WHAT YOU ARE ASKED TO DO –
Rewrite every line of the data below, starting at its very beginning and ending at the line containing "785,482,833,543", with both ends included. Increase each bounding box coordinate in the answers by 41, and leave the pictures out.

───── DATA FOR PROCESSING

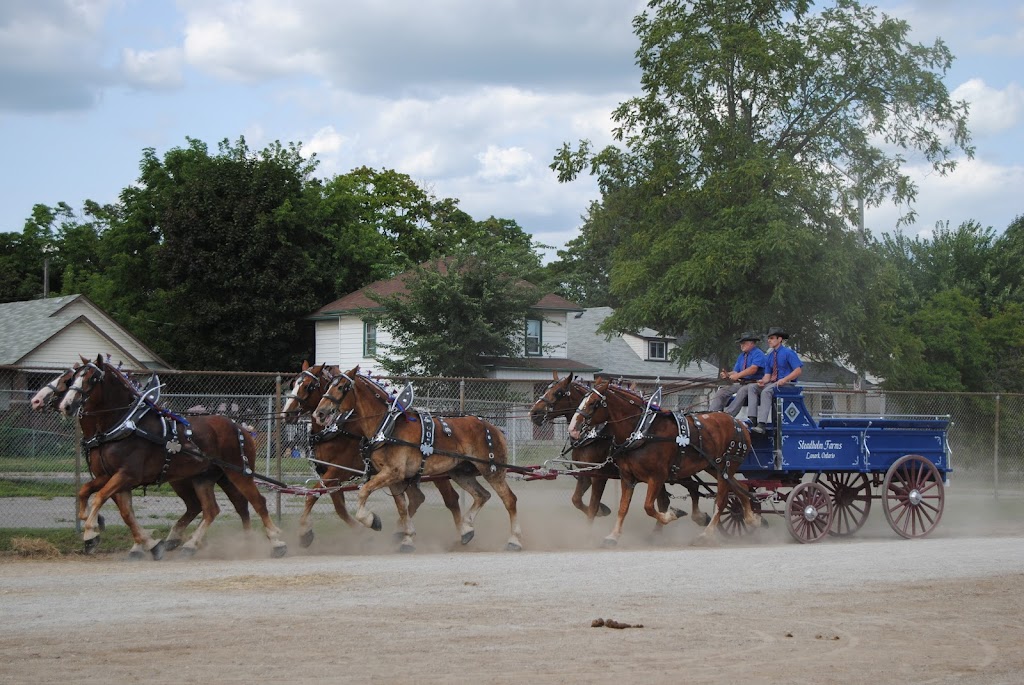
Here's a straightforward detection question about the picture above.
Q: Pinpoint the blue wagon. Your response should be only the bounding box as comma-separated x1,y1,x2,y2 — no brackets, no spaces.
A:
722,386,951,543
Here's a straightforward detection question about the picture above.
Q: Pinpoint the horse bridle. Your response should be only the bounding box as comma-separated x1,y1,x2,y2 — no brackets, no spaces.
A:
67,361,106,403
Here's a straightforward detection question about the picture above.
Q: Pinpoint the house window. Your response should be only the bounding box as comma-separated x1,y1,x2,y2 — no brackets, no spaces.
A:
647,340,668,361
362,322,377,357
526,318,541,356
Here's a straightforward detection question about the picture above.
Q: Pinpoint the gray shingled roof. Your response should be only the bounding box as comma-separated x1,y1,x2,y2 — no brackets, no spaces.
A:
566,307,717,379
0,295,88,363
0,295,167,367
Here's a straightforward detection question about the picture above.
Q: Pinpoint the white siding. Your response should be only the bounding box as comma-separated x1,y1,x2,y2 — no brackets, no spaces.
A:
541,311,568,359
19,322,139,369
623,334,676,360
61,299,156,362
312,318,340,363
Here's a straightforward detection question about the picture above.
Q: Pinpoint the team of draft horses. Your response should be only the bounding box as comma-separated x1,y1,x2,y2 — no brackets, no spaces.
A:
32,355,760,559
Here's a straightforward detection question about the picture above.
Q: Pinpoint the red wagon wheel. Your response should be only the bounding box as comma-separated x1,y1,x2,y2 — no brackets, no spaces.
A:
814,472,871,538
882,455,946,538
718,493,761,538
785,482,833,543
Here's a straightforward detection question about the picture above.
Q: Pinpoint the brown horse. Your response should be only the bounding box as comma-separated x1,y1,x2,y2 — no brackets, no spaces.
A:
59,355,288,558
31,362,252,559
529,373,711,529
281,361,473,552
569,380,760,545
313,367,522,550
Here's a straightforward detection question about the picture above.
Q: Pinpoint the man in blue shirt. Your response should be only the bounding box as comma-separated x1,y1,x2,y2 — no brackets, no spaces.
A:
748,328,804,433
711,333,765,421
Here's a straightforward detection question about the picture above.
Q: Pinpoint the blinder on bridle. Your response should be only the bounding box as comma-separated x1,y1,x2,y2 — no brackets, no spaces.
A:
68,361,106,402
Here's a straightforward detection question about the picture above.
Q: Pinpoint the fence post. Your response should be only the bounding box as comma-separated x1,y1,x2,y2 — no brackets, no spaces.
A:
74,421,84,534
270,374,282,525
992,393,999,500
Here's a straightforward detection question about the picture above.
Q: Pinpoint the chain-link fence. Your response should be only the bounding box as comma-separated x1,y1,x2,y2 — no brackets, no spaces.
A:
0,367,1024,528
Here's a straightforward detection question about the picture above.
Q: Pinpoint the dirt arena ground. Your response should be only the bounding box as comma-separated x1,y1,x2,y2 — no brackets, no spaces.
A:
0,481,1024,685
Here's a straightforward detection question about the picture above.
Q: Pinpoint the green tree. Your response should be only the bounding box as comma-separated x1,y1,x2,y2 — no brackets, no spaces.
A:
552,0,973,368
371,244,540,377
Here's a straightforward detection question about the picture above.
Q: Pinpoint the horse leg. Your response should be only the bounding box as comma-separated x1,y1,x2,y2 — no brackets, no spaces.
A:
225,473,288,558
355,466,402,530
76,476,111,534
449,473,490,545
299,493,319,547
111,490,164,561
571,476,594,511
79,471,135,554
603,478,636,547
587,477,611,523
388,482,413,553
483,469,522,552
217,473,253,532
179,479,220,557
164,480,203,551
430,478,473,545
682,478,711,526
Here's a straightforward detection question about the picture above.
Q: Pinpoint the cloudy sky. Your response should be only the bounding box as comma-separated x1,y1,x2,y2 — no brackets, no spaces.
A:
0,0,1024,259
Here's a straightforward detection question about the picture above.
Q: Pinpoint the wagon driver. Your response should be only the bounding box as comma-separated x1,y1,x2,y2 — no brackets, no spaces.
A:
711,333,767,421
748,327,804,433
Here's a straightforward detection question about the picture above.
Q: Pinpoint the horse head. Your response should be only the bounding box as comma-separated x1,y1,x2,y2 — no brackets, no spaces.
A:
529,374,579,426
279,361,339,423
312,366,359,426
58,354,138,423
31,361,82,412
569,379,609,440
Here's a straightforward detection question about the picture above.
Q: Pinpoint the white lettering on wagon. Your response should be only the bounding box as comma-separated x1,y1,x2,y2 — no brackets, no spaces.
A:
797,440,843,460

──────────

COMPLETED EXERCISE –
Here's a straightforward detection question about the picture above.
Q: Pinpoint the blue wagon. Your response should be only the bounding box as comma-separated x1,y1,x2,y2 — no brackets, no spaces.
A:
763,427,992,584
Here's a straightforward detection question about the picture above.
Q: Pinpoint the horse bridle. Your response should be only the bounding box as comma-separated x1,y1,x2,y2 — no brackets, no spaces.
A:
108,402,147,444
Here's a straightforward detection question about the picture above.
Q: Pinpoint the house window. Your response should be only the bounding box as comma-separated x1,y1,x2,y2 — no brackets, no spaces.
A:
688,381,709,402
403,363,418,398
567,359,582,397
Here's a straightforward detection question about the picture above.
Q: Pinpoint the gray shingled roof. Your response should be only the bounding box as comma-separated x1,y1,x2,y2 — no brackets, no spaces.
A:
607,348,758,420
41,336,129,404
41,336,208,408
Here's a straightforward detection question about the picture above.
Q: Pinpoint the white siding. Your response should be only the bounding box as comma-separated x1,y1,x2,y2 — no brackets, no spaces.
A:
582,352,609,400
60,363,180,410
664,375,717,401
102,340,197,403
353,359,381,404
Here's a straightforward detection question about the picture above.
Q: Pinpoint the team of draft horses. Your response should be only the bounding box as comma-separated x1,y1,x2,y2 — no brackets, no spaces.
A:
73,396,801,600
Here's a straightforward detection question about the picture above.
Q: Pinpoint the red wagon wheel. Your response should be only the bounding box as comma-separated x1,y1,x2,y2 — no brackets, no spaces.
A:
855,513,912,579
923,496,987,579
759,534,802,579
826,523,874,584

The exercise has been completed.